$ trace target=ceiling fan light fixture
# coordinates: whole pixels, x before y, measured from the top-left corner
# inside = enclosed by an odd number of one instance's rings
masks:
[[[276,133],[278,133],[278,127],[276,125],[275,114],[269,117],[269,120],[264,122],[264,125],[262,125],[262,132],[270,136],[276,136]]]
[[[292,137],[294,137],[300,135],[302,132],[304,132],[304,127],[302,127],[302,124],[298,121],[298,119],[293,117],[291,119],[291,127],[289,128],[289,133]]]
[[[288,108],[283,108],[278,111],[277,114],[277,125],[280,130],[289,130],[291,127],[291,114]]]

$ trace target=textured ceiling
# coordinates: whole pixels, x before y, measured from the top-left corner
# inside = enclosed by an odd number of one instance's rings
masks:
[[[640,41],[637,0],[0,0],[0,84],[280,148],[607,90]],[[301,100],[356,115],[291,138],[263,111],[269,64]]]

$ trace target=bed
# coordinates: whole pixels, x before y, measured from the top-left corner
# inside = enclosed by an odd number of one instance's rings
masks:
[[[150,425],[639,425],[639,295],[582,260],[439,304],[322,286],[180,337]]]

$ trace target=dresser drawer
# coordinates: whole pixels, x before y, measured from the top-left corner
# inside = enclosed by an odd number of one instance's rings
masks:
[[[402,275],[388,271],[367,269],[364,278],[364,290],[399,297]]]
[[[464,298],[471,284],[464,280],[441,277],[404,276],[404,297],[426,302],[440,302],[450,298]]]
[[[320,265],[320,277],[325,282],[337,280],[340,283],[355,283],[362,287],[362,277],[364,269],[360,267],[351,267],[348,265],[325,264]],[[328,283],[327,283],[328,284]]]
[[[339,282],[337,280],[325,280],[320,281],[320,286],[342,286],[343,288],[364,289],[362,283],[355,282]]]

What is being asked: Present every line of the entries above as a Markdown table with the columns Row and Content, numbering the rows in order and leaving out blank lines.

Solution for this problem:
| Row | Content |
|---|---|
| 1 | $ trace target=ceiling fan light fixture |
| 2 | # coordinates: whole pixels, x before y, measured from the top-left corner |
| 3 | # inside = enclosed by an odd number of one instance's rings |
| 4 | masks: |
| 5 | [[[276,133],[278,133],[278,127],[276,125],[275,114],[269,117],[269,120],[264,122],[264,125],[262,125],[262,132],[270,136],[276,136]]] |
| 6 | [[[292,137],[294,137],[300,135],[302,132],[304,132],[304,127],[302,127],[302,124],[298,121],[298,119],[293,117],[291,119],[291,127],[289,128],[289,133]]] |
| 7 | [[[288,108],[283,108],[278,111],[277,114],[277,125],[280,130],[289,130],[291,127],[291,114]]] |
| 8 | $ trace target=textured ceiling |
| 9 | # coordinates: whole pixels, x before y, measured from the top-left corner |
| 10 | # inside = enclosed by an odd number of one instance's rings |
| 11 | masks: |
| 12 | [[[640,41],[637,0],[0,0],[0,84],[280,148],[607,90]],[[301,100],[356,115],[291,138],[263,111],[269,64]]] |
| 13 | $ trace target=bed |
| 14 | # coordinates: whole pixels, x before y, measured from the top-left corner |
| 15 | # inside = enclosed by an odd number of one instance's rings |
| 16 | masks: |
| 17 | [[[150,425],[639,425],[639,295],[582,260],[439,304],[322,286],[180,337]]] |
| 18 | $ trace target=dresser drawer |
| 19 | # coordinates: whole pixels, x before y, measured from the top-left corner |
| 20 | # inside = enclosed by an odd number of one instance's rings |
| 21 | masks: |
| 22 | [[[402,275],[388,271],[367,269],[364,278],[364,290],[399,297]]] |
| 23 | [[[464,298],[471,284],[464,280],[441,277],[404,276],[404,297],[426,302],[440,302],[450,298]]] |
| 24 | [[[320,265],[320,277],[325,282],[337,280],[340,283],[355,283],[362,287],[362,277],[364,269],[360,267],[351,267],[348,265],[325,264]],[[328,283],[327,283],[328,284]]] |
| 25 | [[[339,282],[337,280],[325,280],[320,281],[320,286],[342,286],[343,288],[364,289],[362,283],[355,282]]] |